* Selected text
START

Eric Blake wrote:
On 06/20/2012 03:07 PM, Jim Fehlig wrote:
I'm looking into a libvirtd deadlock on daemon shutdown. The deadlock occurs when shutting down virNetServer. If the handling of a job is in flight in virNetServerHandleJob(), the virNetServer lock is acquired when freeing job->prog (src/rpc/virnetserver.c:167). But the lock is already held in virNetServerFree(), which is blocked in virThreadPoolFree() waiting for all the workers to finish. No progress can be made.
The attached hack fixes the problem, but I'm not convinced this is an appropriate fix. Is it necessary to hold the virNetServer lock when calling virNetServerProgramFree(job->prog)? I notice the lock is not held in the error path of virNetServerHandleJob().
+++ b/src/rpc/virnetserver.c @@ -774,7 +774,9 @@ void virNetServerFree(virNetServerPtr srv) for (i = 0 ; i < srv->nservices ; i++) virNetServerServiceToggle(srv->services[i], false);
+ virNetServerUnlock(srv); virThreadPoolFree(srv->workers); + virNetServerLock(srv);
As written, this can't be right, because it reads a field of srv outside the locks. But maybe you meant:
<type> tmp = srv->workers; srv->workers = NULL; virNetServerUnlock(srv); virThreadPoolFree(tmp); virNetServerLock(srv);
as a possible fix that doesn't violate the safety rules of reading fields from srv outside a lock.
Perhaps, but it _currently_ appears srv->workers is only set in virNetServerNew(), which is called when libvirtd starts. I suppose that could change in the future, causing a bug as I wrote it.
I hope danpb chimes in on this one, as he is more of an expert when it comes to the locking rules in virnet*.
Agreed. I think there is a better fix here. Thanks, Jim

END

* Dataset rows
START

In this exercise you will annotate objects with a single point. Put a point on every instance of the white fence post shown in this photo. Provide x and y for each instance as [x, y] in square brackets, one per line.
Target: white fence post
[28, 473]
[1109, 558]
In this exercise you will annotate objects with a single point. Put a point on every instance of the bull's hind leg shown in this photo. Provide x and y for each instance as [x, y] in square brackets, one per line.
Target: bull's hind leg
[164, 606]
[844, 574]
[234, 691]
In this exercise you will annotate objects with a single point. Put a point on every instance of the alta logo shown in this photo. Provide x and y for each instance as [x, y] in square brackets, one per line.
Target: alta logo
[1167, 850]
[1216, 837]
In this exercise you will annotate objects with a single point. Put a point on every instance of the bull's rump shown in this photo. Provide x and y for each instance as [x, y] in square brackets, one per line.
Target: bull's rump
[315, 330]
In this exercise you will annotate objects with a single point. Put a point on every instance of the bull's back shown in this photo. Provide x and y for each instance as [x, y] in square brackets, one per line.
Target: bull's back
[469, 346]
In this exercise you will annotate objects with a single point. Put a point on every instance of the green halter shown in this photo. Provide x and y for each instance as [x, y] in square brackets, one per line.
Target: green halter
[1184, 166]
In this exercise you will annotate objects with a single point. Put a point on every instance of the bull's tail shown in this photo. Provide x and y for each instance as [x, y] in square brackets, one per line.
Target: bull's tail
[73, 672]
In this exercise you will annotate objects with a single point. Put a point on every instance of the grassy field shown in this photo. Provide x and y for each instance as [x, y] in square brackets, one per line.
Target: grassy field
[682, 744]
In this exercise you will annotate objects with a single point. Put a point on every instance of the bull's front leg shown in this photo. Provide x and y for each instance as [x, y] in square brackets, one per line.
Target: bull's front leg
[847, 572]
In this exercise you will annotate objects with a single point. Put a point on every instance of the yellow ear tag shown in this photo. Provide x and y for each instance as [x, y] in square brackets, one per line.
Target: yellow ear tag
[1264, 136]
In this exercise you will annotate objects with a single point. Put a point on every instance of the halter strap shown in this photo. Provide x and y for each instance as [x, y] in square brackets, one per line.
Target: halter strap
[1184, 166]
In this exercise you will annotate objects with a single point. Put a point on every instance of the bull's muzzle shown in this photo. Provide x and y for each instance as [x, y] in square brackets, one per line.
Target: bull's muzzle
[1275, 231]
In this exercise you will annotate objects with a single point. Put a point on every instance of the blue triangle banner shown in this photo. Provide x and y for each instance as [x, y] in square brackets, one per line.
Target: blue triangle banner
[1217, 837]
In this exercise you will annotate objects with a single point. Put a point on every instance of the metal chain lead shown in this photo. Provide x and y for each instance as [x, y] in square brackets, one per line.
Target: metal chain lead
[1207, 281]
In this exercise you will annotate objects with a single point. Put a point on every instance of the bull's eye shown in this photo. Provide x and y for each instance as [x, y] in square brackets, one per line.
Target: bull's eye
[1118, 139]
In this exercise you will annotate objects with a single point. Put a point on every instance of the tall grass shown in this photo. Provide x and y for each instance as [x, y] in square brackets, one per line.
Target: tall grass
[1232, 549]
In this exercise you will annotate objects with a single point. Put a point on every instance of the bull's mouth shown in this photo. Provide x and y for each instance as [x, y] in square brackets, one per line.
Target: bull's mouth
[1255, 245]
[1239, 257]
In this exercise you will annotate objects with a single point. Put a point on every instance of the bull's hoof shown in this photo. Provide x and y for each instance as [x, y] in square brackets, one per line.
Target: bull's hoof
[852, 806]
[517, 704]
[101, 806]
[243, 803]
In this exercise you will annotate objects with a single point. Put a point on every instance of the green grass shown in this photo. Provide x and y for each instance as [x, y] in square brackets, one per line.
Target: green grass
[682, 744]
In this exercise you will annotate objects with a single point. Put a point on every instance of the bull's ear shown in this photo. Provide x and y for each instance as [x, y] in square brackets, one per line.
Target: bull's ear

END

Write out the passage of the libvirtd deadlock thread word for word, starting at the words "The attached hack" and ending after "outside a lock.". You can leave the lines aside; nothing here depends on them.

The attached hack fixes the problem, but I'm not convinced this is an appropriate fix. Is it necessary to hold the virNetServer lock when calling virNetServerProgramFree(job->prog)? I notice the lock is not held in the error path of virNetServerHandleJob().
+++ b/src/rpc/virnetserver.c @@ -774,7 +774,9 @@ void virNetServerFree(virNetServerPtr srv) for (i = 0 ; i < srv->nservices ; i++) virNetServerServiceToggle(srv->services[i], false);
+ virNetServerUnlock(srv); virThreadPoolFree(srv->workers); + virNetServerLock(srv);
As written, this can't be right, because it reads a field of srv outside the locks. But maybe you meant:
<type> tmp = srv->workers; srv->workers = NULL; virNetServerUnlock(srv); virThreadPoolFree(tmp); virNetServerLock(srv);
as a possible fix that doesn't violate the safety rules of reading fields from srv outside a lock.